**Task details:** What lines in the records include the string "below"? Return each one.

Dataset entries
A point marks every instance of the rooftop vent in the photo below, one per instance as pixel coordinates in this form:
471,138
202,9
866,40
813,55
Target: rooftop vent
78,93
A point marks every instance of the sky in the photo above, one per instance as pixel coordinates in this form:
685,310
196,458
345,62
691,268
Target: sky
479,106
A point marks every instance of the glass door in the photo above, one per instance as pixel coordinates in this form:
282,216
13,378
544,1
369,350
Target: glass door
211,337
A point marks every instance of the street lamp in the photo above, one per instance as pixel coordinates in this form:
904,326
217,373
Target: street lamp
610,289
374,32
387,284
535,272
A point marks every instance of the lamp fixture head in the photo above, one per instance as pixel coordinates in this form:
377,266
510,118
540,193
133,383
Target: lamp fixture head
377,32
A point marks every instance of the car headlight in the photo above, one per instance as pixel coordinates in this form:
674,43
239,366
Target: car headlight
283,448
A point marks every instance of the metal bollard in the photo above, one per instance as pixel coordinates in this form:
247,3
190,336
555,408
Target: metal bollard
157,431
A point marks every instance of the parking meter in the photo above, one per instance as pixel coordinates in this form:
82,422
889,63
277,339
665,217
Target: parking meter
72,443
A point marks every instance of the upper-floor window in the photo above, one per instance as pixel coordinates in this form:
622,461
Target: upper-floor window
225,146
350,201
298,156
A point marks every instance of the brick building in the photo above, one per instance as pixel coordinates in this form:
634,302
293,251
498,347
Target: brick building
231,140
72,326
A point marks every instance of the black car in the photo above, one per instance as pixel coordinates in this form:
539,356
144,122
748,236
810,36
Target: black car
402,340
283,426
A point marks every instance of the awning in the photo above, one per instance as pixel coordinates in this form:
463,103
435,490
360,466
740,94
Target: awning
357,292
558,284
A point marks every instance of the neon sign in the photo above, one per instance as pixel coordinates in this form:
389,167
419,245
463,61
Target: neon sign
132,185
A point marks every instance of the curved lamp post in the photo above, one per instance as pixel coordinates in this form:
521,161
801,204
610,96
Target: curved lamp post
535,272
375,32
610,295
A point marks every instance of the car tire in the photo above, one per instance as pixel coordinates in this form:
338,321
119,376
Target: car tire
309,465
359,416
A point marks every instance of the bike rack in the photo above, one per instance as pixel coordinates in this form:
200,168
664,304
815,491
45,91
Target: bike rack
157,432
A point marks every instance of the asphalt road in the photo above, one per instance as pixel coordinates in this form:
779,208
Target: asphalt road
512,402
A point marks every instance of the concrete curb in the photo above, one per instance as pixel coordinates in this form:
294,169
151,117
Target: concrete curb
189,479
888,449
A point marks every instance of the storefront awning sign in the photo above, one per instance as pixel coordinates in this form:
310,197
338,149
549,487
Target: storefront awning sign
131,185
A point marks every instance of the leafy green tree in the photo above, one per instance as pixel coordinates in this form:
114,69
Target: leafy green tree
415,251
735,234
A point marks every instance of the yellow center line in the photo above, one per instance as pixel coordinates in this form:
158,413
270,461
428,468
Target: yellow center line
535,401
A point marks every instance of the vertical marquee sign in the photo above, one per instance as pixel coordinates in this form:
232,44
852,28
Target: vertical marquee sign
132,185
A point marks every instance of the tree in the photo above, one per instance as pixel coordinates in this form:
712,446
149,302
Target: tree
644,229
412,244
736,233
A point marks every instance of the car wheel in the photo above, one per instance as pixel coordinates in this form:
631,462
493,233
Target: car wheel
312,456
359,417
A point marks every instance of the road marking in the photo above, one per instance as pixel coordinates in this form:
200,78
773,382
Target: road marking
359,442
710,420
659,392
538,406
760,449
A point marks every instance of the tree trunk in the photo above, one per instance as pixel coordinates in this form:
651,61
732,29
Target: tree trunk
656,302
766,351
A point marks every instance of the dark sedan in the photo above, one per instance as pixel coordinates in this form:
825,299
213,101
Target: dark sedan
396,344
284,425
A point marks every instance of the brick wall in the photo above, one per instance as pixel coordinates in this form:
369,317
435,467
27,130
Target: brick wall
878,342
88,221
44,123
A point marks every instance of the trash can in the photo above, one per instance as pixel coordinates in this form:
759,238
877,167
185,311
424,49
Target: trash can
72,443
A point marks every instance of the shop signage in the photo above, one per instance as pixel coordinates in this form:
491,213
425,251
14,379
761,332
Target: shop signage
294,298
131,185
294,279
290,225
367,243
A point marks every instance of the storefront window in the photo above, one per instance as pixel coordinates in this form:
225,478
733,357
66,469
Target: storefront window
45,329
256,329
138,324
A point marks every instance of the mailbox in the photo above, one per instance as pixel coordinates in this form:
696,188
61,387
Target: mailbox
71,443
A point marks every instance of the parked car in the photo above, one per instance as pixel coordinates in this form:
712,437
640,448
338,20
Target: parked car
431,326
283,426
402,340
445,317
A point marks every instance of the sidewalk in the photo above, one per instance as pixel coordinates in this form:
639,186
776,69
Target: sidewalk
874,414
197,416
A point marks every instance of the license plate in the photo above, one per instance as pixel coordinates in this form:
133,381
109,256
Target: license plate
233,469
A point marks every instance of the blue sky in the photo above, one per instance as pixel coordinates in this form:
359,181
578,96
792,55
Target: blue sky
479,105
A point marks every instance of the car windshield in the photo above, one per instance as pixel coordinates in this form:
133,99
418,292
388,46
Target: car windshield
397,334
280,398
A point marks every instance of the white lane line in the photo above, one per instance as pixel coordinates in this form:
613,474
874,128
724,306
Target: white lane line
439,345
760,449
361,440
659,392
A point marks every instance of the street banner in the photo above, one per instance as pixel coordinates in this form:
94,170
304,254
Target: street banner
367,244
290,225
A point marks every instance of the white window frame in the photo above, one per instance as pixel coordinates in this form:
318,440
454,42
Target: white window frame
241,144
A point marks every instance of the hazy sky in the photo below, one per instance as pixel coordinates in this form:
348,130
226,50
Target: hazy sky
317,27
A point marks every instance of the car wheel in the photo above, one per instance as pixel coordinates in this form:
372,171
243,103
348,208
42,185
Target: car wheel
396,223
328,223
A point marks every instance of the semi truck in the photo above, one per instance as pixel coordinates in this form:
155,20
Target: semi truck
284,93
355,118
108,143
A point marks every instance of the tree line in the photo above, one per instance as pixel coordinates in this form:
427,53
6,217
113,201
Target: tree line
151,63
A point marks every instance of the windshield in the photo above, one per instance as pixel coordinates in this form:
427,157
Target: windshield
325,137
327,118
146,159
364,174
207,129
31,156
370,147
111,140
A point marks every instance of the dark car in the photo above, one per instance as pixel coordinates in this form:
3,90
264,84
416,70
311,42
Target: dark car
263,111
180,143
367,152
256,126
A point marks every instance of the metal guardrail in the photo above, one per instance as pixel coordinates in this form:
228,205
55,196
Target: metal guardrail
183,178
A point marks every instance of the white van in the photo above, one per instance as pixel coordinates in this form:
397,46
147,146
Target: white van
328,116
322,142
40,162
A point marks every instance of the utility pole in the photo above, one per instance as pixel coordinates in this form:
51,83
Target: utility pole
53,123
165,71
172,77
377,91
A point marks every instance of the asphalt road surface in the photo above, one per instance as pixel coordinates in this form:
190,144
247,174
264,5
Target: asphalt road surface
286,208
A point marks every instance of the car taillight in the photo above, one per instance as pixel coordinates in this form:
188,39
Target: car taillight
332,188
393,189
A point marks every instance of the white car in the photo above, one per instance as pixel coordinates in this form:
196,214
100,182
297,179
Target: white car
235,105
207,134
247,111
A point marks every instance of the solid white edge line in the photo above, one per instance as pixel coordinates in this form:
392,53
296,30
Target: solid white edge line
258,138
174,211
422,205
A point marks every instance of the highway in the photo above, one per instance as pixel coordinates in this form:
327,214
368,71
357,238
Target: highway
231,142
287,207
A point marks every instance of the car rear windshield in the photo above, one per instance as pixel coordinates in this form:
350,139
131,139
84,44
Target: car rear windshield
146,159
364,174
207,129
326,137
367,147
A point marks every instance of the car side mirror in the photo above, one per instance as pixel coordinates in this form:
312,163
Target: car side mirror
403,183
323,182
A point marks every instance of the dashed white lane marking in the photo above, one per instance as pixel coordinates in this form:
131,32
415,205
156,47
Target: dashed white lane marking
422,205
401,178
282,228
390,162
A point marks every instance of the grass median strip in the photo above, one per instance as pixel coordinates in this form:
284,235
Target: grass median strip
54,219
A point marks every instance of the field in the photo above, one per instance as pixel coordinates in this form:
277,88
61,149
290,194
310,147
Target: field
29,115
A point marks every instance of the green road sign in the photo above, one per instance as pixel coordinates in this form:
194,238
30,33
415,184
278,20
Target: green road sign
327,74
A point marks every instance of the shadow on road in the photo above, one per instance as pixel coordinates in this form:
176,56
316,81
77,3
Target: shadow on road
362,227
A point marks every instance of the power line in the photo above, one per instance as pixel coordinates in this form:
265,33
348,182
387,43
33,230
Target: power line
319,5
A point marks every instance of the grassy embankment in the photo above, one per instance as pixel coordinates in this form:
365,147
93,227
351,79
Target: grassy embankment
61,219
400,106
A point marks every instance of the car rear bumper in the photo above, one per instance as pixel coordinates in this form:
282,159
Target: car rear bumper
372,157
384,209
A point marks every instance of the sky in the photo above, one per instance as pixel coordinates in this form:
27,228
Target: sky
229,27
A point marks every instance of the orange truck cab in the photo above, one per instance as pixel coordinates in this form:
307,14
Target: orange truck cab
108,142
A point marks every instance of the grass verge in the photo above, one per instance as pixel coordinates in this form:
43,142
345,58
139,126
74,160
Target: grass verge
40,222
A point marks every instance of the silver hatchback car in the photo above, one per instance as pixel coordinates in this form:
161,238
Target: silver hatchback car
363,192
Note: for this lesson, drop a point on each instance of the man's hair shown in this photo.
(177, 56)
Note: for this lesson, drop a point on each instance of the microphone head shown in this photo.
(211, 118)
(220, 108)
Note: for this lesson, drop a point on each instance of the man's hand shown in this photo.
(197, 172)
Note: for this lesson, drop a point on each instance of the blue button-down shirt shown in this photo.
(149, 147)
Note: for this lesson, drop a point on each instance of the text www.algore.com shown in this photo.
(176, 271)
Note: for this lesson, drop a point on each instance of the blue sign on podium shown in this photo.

**Response:**
A point marks every instance of the rooftop vent in the photo below, one per instance as pixel coordinates in this form:
A point marks every instance of the hazy sky in the photo below, one per instance as pixel coordinates in this form:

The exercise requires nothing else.